• GOAL OF THE EXERCISE:
Copy out, from the data, each line containing the string "handle".

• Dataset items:
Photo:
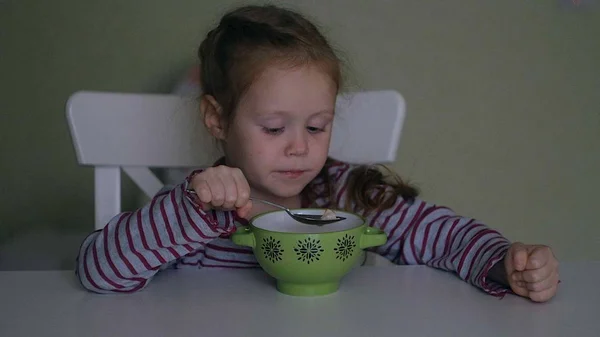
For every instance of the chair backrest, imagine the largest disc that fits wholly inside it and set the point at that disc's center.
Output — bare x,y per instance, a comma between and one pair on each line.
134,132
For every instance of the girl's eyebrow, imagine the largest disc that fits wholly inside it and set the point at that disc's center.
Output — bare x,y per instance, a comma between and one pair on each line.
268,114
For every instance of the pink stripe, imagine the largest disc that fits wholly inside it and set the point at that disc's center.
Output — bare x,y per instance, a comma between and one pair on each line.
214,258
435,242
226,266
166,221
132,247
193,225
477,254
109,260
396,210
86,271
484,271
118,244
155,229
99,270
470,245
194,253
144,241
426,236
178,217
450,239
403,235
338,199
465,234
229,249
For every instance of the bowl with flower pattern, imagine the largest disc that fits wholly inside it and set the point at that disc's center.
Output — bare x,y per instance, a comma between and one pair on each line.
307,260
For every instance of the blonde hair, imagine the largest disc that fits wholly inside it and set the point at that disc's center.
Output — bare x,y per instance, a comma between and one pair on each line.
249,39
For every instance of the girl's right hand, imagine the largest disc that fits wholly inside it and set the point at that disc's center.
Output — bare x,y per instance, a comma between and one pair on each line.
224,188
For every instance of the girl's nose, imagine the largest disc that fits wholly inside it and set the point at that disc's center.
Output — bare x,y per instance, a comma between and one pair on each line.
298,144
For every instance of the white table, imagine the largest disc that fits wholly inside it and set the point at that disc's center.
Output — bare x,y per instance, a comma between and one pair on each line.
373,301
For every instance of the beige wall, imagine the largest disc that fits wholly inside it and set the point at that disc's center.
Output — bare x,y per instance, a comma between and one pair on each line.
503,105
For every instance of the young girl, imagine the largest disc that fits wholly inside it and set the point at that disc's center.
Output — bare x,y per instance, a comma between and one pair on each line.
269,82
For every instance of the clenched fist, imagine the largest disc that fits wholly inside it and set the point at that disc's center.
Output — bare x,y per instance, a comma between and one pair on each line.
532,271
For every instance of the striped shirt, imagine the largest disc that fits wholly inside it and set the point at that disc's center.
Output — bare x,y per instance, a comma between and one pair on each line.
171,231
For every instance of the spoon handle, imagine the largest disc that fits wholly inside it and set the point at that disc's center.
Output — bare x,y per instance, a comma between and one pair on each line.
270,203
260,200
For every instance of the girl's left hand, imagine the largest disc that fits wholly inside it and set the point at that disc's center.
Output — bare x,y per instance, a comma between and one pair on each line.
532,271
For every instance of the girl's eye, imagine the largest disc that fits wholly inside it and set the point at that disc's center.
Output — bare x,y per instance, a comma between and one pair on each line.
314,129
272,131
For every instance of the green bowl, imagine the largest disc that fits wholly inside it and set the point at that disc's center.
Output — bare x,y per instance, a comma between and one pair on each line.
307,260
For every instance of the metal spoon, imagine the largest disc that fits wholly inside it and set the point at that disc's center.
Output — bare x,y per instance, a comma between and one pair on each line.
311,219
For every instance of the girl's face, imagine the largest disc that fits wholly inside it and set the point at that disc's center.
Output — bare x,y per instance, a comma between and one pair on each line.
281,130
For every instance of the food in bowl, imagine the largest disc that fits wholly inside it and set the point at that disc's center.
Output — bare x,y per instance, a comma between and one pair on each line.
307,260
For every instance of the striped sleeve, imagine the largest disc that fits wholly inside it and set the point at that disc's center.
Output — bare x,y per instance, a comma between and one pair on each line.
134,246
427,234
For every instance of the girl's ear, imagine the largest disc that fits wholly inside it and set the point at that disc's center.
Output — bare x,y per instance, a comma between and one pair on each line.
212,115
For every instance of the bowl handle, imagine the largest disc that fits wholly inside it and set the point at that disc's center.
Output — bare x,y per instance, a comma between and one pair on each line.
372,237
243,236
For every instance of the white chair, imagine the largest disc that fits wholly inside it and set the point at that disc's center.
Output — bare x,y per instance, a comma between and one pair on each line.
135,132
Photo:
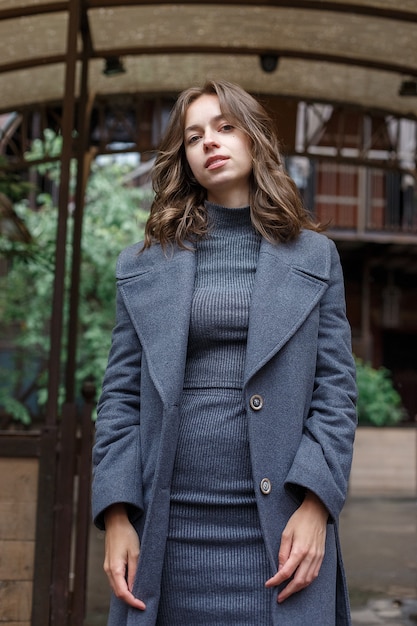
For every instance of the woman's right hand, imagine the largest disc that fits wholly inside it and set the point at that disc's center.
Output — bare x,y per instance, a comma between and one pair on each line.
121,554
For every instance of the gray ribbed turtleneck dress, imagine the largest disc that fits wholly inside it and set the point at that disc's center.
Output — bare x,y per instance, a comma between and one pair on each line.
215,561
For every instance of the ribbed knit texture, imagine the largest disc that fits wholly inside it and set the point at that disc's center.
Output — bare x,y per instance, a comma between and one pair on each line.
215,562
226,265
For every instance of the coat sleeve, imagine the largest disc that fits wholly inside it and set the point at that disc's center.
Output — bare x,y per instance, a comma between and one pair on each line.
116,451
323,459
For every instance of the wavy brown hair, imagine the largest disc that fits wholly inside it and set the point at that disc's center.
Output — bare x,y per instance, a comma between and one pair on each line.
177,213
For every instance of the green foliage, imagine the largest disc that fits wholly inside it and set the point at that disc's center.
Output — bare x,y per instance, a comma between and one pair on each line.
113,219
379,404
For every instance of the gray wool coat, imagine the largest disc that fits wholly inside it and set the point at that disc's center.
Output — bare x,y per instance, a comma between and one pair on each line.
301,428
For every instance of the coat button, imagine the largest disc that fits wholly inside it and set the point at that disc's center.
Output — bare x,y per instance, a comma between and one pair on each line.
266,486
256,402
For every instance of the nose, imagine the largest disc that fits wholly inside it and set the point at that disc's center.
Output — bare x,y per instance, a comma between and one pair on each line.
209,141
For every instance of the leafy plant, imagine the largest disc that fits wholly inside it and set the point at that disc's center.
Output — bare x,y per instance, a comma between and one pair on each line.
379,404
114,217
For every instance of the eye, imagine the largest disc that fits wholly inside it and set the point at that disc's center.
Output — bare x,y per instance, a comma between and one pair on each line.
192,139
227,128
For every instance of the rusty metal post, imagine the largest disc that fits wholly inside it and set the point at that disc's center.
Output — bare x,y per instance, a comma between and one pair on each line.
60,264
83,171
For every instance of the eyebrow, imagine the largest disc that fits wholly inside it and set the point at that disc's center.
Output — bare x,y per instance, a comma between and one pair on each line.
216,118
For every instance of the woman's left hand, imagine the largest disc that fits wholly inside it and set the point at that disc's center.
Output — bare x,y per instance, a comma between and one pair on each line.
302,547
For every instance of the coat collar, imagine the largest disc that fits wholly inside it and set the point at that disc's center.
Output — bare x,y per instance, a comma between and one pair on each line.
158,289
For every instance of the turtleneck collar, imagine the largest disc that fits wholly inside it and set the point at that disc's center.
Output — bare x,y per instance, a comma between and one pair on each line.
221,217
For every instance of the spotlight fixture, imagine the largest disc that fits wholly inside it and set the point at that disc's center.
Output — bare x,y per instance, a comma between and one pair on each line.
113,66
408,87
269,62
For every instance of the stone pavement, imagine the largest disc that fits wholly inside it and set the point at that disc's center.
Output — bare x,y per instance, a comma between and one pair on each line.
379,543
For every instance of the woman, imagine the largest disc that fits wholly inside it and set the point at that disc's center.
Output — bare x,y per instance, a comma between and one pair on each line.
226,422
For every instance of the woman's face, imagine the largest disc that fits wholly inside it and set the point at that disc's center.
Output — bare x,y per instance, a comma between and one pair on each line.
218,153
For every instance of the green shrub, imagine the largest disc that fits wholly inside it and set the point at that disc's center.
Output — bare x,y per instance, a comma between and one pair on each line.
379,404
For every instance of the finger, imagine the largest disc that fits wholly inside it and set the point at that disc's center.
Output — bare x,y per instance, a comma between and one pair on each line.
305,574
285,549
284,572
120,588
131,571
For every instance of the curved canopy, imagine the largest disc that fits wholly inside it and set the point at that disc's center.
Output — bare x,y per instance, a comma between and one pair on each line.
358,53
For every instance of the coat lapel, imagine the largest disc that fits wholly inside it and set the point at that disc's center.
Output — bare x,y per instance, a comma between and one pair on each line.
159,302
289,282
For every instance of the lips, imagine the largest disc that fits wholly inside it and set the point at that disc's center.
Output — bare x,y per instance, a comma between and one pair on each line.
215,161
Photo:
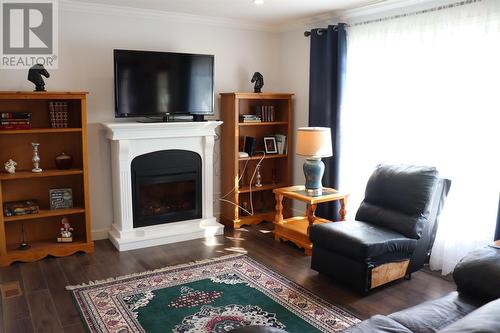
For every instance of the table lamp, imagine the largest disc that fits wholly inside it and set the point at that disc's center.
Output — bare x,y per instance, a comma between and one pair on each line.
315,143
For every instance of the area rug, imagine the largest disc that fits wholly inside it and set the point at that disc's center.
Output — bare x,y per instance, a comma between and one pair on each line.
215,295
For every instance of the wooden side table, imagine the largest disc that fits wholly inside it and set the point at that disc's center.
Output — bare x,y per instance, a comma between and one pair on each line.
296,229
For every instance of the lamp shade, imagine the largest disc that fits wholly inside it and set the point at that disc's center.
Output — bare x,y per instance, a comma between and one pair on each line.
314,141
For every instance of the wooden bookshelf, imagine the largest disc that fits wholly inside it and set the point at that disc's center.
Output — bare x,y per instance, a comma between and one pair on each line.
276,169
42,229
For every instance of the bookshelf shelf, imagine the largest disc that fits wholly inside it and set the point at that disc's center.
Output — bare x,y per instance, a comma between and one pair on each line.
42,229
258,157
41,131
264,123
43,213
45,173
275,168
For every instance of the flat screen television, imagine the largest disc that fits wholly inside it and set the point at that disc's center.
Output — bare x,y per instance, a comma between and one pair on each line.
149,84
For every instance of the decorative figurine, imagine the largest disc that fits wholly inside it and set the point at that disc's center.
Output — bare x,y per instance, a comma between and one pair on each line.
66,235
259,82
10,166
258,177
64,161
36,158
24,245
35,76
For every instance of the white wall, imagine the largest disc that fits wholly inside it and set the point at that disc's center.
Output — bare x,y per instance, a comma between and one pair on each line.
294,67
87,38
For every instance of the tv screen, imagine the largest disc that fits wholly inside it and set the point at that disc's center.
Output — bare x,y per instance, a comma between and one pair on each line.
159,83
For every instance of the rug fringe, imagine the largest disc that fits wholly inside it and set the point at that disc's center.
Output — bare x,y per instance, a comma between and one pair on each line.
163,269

• TASK SOLUTION:
For every instance of the spoon handle, imagine the largest disc that fits wholly inside it and set the point at that disc's center.
For every instance of the bowl handle, imagine the largest disc that fits wholly inside it and set the point at that disc's center.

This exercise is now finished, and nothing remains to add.